#### Pointing dataset excerpts:

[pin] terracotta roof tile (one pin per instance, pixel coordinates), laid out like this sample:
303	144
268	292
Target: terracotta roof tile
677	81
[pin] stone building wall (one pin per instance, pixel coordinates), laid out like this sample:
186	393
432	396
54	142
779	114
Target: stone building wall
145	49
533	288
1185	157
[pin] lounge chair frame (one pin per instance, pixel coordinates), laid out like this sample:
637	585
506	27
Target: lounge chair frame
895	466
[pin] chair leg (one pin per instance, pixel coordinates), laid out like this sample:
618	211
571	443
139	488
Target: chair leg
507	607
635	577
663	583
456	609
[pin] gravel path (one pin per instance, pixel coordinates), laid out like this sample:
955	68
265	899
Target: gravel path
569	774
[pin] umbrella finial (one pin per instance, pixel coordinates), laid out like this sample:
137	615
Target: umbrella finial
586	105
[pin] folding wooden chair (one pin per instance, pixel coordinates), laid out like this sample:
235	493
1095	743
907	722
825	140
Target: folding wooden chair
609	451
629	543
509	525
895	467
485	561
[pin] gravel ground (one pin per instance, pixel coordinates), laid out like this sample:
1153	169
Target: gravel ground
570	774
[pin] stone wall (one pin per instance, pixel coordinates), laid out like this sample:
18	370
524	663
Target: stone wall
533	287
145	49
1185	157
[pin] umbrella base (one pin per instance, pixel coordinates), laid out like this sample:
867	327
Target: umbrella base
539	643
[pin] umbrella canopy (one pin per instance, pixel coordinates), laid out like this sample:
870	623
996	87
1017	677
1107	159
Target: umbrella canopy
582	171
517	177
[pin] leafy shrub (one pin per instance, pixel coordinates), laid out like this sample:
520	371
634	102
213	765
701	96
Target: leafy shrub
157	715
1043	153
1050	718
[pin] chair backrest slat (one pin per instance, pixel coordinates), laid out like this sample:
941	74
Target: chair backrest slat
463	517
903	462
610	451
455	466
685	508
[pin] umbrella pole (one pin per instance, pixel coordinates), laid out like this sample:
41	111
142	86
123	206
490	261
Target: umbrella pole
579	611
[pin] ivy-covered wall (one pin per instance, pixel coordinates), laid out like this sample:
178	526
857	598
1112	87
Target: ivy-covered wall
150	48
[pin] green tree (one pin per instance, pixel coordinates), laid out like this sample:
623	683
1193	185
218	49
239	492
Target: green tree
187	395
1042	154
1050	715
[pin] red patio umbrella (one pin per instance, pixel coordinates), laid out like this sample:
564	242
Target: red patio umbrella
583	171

#### WHAT IS BEING ASKED:
Reproduce all data above, unchanged.

#### ANSWER TO THE EXERCISE:
[pin] terracotta roof tile (one pin per instance, pixel coordinates), laid out like this sample:
303	144
268	292
Target: terracotta roof tile
677	81
[pin] stone building wall (one pin per instance, pixel coordinates), laid out like this sample:
186	393
432	396
54	142
779	114
Target: stone building wall
145	49
533	288
1185	157
[pin] lounge chair frame (one pin per instance, pixel coordinates), laid out like this sample:
637	585
506	27
Target: lounge chair frame
895	466
[pin] chair leg (one pin per instance, pixel coordinates), laid out like this sample:
618	211
571	443
139	488
Target: chair leg
507	607
635	577
663	583
456	609
[pin] gravel path (one pin per instance, pixel coordinates), laid out like this sample:
955	68
265	899
Target: gravel path
569	774
[pin] umbrella finial (one pin per instance, pixel coordinates), laid out like this sample:
137	615
Target: umbrella finial
586	105
[pin] folding wooden chair (one pin per instance, pixel coordinates), laid out like this sample:
235	493
1095	743
907	722
825	140
Target: folding wooden chair
609	451
629	543
509	525
895	467
485	561
[pin] gravel ground (one pin per instance, pixel coordinates), laid out like this sample:
1153	169
Target: gravel ground
570	774
[pin] stone wall (one pin per instance, pixel coordinates), laid out like this sample:
18	370
524	663
Target: stone wall
533	287
145	49
1185	157
[pin] umbrella base (one pin per instance, pixel coordinates), laid out like this sample:
867	327
Target: umbrella base
539	643
[pin] umbrella canopy (one pin per instance, pixel coordinates), laid out like this sample:
870	623
996	87
1017	677
1107	159
Target: umbrella canopy
582	171
517	177
[pin] leafy shrub (one pin per instance, pixel coordinates), laid out like this sample:
520	371
634	102
213	765
701	96
Target: leafy shrub
157	715
1043	153
1050	718
[pin] chair backrest slat (one pin per instance, pixel coordinates), laid out like this sample:
941	74
Target: chair backrest slat
463	517
903	462
610	451
455	466
685	508
[pin] umbrella pole (one pin per instance, pixel coordinates), laid out like this sample:
41	111
142	86
123	206
490	261
Target: umbrella pole
579	611
[pin] ivy-covered wall (one pin per instance, pixel coordinates), laid out like this sample:
178	526
857	598
1112	87
Target: ivy-covered wall
150	48
[pin] green tree (one pin per instance, pixel coordinates), laid out like this sample:
623	683
1193	185
218	49
239	492
Target: green tree
187	395
1042	154
1050	715
[pin] red patio umbrella (one pin per instance, pixel coordinates), laid out like this sample:
564	242
Target: red patio umbrella
583	171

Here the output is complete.